Input material:
□ □ □ □ □ □ □
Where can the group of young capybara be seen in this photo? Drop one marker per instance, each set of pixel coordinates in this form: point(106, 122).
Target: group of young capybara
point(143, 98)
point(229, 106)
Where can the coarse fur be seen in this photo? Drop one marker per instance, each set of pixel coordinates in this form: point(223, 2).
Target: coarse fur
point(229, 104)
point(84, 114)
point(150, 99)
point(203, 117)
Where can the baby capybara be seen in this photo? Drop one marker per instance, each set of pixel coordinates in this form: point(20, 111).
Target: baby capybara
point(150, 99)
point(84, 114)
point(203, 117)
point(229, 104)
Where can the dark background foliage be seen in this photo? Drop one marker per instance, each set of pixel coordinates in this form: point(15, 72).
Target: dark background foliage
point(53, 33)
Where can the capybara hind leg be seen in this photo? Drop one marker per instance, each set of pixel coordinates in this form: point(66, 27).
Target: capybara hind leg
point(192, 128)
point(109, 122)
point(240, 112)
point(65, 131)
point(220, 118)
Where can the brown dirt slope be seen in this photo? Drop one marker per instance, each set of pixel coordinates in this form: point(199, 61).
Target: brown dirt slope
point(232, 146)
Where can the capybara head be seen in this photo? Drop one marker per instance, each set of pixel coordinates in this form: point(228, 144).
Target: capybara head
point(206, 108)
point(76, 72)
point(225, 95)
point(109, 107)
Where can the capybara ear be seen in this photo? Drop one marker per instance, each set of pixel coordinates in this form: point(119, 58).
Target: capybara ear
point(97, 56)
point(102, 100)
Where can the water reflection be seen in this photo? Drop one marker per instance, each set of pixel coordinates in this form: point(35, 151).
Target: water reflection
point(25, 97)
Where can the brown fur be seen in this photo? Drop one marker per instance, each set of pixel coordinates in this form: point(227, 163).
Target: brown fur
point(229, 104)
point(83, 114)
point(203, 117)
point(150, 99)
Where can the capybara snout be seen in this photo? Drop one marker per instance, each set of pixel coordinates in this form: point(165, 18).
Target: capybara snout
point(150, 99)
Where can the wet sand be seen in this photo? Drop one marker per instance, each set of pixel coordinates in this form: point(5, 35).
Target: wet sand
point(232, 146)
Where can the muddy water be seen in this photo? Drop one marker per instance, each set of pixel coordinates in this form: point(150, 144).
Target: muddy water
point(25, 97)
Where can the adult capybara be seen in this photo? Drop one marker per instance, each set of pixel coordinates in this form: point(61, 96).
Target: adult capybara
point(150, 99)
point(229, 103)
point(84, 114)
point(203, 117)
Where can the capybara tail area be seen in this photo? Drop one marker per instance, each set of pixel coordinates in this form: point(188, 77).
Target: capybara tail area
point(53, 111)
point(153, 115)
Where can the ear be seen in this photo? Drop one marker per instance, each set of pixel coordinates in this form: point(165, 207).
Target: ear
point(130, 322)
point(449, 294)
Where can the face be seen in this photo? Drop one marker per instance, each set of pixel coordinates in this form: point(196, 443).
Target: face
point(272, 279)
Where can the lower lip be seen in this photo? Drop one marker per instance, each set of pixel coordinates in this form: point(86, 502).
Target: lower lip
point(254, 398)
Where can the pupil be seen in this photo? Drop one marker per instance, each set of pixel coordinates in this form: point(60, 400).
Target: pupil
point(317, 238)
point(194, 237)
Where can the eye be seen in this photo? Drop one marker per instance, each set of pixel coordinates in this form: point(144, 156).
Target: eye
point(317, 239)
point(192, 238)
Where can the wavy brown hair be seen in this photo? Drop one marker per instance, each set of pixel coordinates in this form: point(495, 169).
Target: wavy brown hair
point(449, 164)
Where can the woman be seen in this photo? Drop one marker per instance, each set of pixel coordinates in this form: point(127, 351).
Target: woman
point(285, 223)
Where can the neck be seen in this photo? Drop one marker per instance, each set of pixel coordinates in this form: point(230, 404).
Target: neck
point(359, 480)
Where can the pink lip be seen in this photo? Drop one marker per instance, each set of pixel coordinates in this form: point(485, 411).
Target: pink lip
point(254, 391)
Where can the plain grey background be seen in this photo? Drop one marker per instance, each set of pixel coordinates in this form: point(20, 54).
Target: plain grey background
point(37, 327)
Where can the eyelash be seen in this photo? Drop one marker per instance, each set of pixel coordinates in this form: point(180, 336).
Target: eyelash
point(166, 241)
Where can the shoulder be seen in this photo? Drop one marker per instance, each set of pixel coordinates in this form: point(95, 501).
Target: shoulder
□ □ □ □ □ □ □
Goal:
Transcribe the records above exactly, but only from the line that contains "Where can the wavy" through their final line, inclusive.

Written reply:
Where can the wavy brown hair be seen in this photo? Drop one marker per instance, each set of pixel coordinates in this form: point(495, 169).
Target: wavy brown hair
point(449, 164)
Where can the woman be seen in this photo? Drop one marker per instance, each set of pixel coordinates in this form: point(127, 351).
Target: woman
point(285, 223)
Where can the neck be seen in this photo? Drop one marker per instance, each set of pixel coordinates in this form: point(230, 404).
Target: neck
point(359, 480)
Where can the pink lip be seen in this photo? Drop one marker per instance, each set of pixel coordinates in this form: point(485, 411).
Target: pink lip
point(254, 391)
Where can the plain grey background be seen in this photo? Drop one marker per instance, each set of pixel coordinates in this form: point(20, 54).
Target: plain grey background
point(37, 327)
Where can the eyelash be seen in this photo? Drop one marker per instance, each set of pixel coordinates in this form: point(180, 336).
Target: eyelash
point(166, 241)
Where can the shoulder be seen in this photo? Drop one marker per instance, each set of pixel coordinates in this form: point(95, 501).
Target: shoulder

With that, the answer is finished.